* What is expected *
The listing below should be printed exactly, every line of it. Skip the pictures.

□ □ □ □ □ □ □

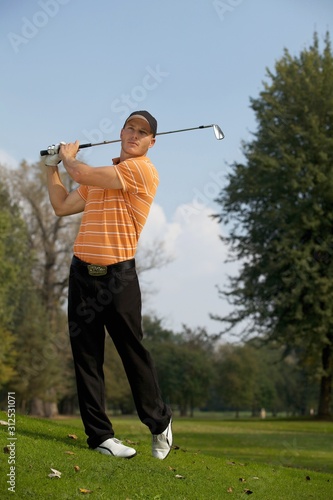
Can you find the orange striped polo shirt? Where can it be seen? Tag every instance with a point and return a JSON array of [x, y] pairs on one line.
[[114, 218]]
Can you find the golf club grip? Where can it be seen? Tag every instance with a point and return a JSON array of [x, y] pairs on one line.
[[44, 152]]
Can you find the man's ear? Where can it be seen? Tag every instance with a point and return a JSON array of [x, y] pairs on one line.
[[152, 142]]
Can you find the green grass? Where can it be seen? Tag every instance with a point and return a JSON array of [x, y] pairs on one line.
[[215, 459]]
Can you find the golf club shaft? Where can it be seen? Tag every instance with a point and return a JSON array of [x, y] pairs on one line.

□ □ □ □ □ □ □

* Exercise output *
Can you find the orange striped polo shirt? Where can it be seen? Tag every instance with a point and return a JSON array of [x, y] pairs on one line.
[[114, 218]]
Can you find the golf club grip? Where can it be seen? Tag every instance with a point and return a JSON array of [x, y] pairs on one line.
[[44, 152]]
Can you find the man's ear? Where can it be seen? Tag every instance with a point and return a JSON array of [x, y] pairs on one line.
[[152, 142]]
Can you find the green grass? Where can it be seen? Tag every instance with a point and return a JSON array of [x, y] pairs on one line.
[[215, 459]]
Can you find the golf club shaft? Where can it be seen? Tag every instance with a point and return a JSON array of [x, y] pairs on one line.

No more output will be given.